__Exercise brief__: Print each entry below precisely as it reads.

__Stored data__:

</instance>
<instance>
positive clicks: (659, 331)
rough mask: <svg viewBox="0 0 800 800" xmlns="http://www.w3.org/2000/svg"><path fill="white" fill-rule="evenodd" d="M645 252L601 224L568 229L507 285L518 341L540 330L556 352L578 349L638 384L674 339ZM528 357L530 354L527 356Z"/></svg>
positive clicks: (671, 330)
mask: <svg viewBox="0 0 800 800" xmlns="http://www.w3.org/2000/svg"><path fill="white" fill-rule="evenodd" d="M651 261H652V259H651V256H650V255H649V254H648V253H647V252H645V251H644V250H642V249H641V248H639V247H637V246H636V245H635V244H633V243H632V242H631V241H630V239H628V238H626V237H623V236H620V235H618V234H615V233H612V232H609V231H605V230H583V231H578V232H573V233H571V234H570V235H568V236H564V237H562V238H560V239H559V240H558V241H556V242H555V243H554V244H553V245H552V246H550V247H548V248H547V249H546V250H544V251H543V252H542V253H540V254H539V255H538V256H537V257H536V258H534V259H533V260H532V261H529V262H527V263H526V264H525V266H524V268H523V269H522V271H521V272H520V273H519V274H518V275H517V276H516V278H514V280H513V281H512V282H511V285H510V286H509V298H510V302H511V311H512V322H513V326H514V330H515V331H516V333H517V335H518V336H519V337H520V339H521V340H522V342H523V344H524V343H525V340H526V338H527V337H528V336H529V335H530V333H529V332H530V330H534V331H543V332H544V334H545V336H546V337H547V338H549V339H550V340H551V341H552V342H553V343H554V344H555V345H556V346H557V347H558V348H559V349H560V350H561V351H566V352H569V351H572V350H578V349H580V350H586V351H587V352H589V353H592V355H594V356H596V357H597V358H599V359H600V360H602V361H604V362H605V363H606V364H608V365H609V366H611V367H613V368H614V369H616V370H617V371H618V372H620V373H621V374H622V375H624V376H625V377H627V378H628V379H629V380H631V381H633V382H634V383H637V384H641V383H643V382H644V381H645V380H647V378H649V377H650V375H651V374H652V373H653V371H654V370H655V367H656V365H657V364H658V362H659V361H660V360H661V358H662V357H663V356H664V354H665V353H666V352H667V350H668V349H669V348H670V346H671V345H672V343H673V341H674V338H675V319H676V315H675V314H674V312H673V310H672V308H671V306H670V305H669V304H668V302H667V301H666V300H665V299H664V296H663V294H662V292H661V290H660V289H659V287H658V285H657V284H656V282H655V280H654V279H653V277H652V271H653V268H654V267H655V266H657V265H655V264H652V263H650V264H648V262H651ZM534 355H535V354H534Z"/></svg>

__Written response__:
</instance>
<instance>
positive clicks: (659, 331)
rough mask: <svg viewBox="0 0 800 800" xmlns="http://www.w3.org/2000/svg"><path fill="white" fill-rule="evenodd" d="M645 252L601 224L568 229L507 285L518 341L540 330L556 352L578 349L638 384L674 339ZM528 357L530 354L527 356Z"/></svg>
positive clicks: (671, 330)
mask: <svg viewBox="0 0 800 800" xmlns="http://www.w3.org/2000/svg"><path fill="white" fill-rule="evenodd" d="M651 261H652V259H651V256H650V255H649V254H648V253H647V252H645V251H644V250H642V249H641V248H639V247H637V246H636V245H635V244H633V243H632V242H631V241H630V239H628V238H626V237H623V236H620V235H618V234H615V233H612V232H609V231H605V230H583V231H578V232H573V233H571V234H570V235H568V236H564V237H562V238H560V239H559V240H558V241H556V242H555V243H554V244H553V245H552V246H550V247H548V248H547V249H546V250H544V251H543V252H542V253H540V254H539V255H538V256H537V257H536V258H534V259H533V260H532V261H529V262H527V263H526V264H525V266H524V268H523V269H522V271H521V272H520V273H519V274H518V275H517V276H516V278H514V280H513V281H512V282H511V285H510V286H509V298H510V302H511V311H512V322H513V326H514V330H515V331H516V333H517V335H518V336H519V337H520V339H521V340H522V342H523V344H524V343H525V340H526V338H527V337H528V336H529V335H530V333H529V332H530V330H534V331H543V332H544V334H545V336H546V337H547V338H549V339H550V340H551V341H552V342H553V343H554V344H555V345H556V346H557V347H558V348H559V349H560V350H561V351H566V352H569V351H572V350H578V349H580V350H586V351H587V352H589V353H592V355H594V356H596V357H597V358H599V359H600V360H602V361H604V362H605V363H606V364H608V365H609V366H611V367H613V368H614V369H616V370H617V371H618V372H620V373H621V374H622V375H624V376H625V377H627V378H628V379H629V380H631V381H633V382H634V383H637V384H641V383H643V382H644V381H645V380H647V378H649V377H650V375H651V374H652V373H653V371H654V370H655V367H656V365H657V364H658V362H659V361H660V360H661V358H662V357H663V356H664V354H665V353H666V352H667V350H668V349H669V348H670V346H671V345H672V343H673V341H674V338H675V319H676V315H675V314H674V312H673V310H672V308H671V306H670V305H669V304H668V302H667V301H666V300H665V299H664V296H663V294H662V292H661V290H660V289H659V287H658V285H657V284H656V282H655V280H654V279H653V277H652V271H653V268H654V267H655V266H657V265H655V264H652V263H650V264H648V262H651ZM534 355H535V354H534Z"/></svg>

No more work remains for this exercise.